What to produce
Only the final stretch of the data is wanted: reproduce the line containing "Exercise. Mark the man in" and each line after it, exactly.
══════════
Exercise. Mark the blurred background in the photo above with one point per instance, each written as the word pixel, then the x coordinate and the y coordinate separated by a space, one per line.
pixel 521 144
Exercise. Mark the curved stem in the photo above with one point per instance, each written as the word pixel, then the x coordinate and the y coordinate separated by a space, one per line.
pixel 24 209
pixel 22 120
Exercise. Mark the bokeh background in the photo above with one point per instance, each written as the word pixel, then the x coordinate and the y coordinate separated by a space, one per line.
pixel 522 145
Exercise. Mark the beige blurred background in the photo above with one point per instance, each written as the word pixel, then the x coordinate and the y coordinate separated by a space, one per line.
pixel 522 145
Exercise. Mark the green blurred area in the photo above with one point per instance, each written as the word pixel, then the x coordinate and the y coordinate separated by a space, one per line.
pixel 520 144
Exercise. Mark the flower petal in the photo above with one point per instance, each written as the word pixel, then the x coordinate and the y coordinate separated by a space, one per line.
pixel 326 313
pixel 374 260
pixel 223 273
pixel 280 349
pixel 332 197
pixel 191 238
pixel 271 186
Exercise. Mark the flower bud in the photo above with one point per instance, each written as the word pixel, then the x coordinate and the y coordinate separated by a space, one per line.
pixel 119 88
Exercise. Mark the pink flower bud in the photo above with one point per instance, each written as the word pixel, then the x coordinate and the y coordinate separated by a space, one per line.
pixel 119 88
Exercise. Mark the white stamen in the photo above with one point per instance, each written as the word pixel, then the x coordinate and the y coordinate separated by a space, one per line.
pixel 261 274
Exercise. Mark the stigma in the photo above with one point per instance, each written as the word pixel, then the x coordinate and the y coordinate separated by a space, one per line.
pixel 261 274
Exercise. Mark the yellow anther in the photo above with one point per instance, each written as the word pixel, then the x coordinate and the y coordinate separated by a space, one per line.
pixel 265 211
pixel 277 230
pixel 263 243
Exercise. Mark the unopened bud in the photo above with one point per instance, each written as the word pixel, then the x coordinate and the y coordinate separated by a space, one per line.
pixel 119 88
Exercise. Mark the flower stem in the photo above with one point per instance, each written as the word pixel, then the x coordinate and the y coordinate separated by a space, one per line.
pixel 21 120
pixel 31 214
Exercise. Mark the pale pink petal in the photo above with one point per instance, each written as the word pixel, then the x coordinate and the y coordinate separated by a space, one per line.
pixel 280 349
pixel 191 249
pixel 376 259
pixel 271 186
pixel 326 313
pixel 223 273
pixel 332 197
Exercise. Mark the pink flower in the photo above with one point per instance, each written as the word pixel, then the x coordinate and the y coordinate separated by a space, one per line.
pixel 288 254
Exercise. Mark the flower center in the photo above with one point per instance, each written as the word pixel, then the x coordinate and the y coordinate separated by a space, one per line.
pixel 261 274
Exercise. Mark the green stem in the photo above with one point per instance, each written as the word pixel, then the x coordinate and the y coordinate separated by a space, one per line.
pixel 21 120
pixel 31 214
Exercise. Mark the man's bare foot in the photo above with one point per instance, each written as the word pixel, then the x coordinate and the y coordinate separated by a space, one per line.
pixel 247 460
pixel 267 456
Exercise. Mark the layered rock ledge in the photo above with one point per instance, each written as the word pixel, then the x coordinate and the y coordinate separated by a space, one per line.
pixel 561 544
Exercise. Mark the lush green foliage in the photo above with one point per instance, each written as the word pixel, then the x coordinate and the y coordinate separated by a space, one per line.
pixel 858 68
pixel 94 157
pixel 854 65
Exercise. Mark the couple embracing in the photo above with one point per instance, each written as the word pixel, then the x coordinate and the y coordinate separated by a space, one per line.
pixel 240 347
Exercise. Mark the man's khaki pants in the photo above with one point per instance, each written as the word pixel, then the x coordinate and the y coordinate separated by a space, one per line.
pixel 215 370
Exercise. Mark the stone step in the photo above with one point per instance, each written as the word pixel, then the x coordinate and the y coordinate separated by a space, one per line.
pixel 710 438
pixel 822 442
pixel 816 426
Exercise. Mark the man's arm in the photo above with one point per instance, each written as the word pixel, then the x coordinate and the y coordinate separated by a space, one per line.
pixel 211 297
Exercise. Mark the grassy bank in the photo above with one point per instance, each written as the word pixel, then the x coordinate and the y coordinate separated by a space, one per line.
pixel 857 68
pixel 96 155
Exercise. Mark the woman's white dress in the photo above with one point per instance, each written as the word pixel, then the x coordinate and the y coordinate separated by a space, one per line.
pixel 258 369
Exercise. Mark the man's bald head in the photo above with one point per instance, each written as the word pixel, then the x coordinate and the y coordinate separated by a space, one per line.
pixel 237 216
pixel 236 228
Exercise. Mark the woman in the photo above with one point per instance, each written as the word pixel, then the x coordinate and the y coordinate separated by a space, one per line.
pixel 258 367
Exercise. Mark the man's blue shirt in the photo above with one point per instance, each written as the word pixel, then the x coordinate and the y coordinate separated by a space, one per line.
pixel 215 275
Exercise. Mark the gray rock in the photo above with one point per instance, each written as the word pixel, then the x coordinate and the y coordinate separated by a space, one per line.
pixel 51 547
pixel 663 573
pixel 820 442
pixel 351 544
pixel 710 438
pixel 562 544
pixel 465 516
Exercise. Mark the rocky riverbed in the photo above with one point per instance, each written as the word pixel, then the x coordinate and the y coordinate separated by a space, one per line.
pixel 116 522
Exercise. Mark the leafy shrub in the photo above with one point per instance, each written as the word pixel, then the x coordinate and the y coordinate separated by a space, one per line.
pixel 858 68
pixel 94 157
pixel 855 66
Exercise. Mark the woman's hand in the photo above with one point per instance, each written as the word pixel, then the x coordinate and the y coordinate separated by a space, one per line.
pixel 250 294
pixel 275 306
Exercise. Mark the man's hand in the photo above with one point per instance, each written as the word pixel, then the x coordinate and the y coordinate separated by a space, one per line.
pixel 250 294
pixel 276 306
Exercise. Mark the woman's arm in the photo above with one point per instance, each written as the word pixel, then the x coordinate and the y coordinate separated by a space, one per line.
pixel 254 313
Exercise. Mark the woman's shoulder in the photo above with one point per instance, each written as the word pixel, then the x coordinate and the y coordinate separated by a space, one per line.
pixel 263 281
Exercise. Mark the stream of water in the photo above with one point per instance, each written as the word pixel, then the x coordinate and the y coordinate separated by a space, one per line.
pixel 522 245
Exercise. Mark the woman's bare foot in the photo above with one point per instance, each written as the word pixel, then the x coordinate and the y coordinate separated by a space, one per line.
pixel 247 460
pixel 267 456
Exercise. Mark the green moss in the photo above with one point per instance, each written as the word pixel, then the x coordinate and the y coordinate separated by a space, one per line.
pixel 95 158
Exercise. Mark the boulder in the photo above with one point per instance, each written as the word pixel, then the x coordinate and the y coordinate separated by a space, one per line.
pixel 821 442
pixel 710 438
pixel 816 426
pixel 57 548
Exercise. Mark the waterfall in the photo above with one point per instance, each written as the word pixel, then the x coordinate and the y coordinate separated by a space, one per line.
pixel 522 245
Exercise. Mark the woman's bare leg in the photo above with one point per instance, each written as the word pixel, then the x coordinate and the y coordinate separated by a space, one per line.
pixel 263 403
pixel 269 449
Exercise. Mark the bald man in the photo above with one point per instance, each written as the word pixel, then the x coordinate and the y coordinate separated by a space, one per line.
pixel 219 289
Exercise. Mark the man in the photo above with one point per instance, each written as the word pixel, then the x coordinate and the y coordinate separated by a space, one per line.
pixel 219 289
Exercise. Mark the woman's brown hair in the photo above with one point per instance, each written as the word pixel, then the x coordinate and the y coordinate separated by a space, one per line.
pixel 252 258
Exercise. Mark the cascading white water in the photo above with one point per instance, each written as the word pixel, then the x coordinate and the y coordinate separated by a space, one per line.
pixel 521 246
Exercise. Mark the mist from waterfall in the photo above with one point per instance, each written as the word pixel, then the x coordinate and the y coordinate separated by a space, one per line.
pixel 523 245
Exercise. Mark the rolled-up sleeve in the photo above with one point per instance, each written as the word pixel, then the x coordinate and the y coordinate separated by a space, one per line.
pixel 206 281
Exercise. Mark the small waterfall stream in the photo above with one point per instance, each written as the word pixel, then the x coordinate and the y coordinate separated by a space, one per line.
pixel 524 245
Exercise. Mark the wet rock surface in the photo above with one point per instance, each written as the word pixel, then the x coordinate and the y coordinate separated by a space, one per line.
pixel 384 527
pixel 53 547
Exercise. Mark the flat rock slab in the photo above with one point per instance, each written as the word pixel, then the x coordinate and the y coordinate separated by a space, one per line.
══════════
Answer section
Exercise. Mark the man in the photo above with one point per instance, each written as the word pixel, then the x coordinate and the y coordinate separated by a space, one per line.
pixel 219 289
Exercise. Mark the woman's brown hair in the photo above with one point per instance, each written as the word pixel, then the x coordinate and the y coordinate separated by a space, one per line.
pixel 252 258
Exercise. Mark the cascading white water in the photo above with one point per instance, each written as the word pixel, then the x coordinate and the y coordinate separated by a space, one per line.
pixel 521 246
Exercise. Mark the mist from waterfall in the photo above with one point per instance, each written as the word pixel, then the x coordinate and the y coordinate separated by a space, one per line.
pixel 523 245
Exercise. Mark the rolled-up sleeve in the photo above with one point per instance, each written as the word pixel, then the x coordinate and the y coordinate separated by a space, one per line.
pixel 206 281
Exercise. Mark the small waterfall stream in the photo above with one point per instance, each written as the word pixel, then the x coordinate and the y coordinate separated by a space, one per line.
pixel 524 245
Exercise. Mark the wet rock surface in the photo above with one point per instance, each written as the word pixel, then the x coordinate and the y coordinate separated by a space, one per line.
pixel 384 527
pixel 53 547
Exercise. Mark the flat rock slab in the photo above with one point per instance, each written as the word pixel, then the x coordinate and the y coordinate separated by a space, one per line.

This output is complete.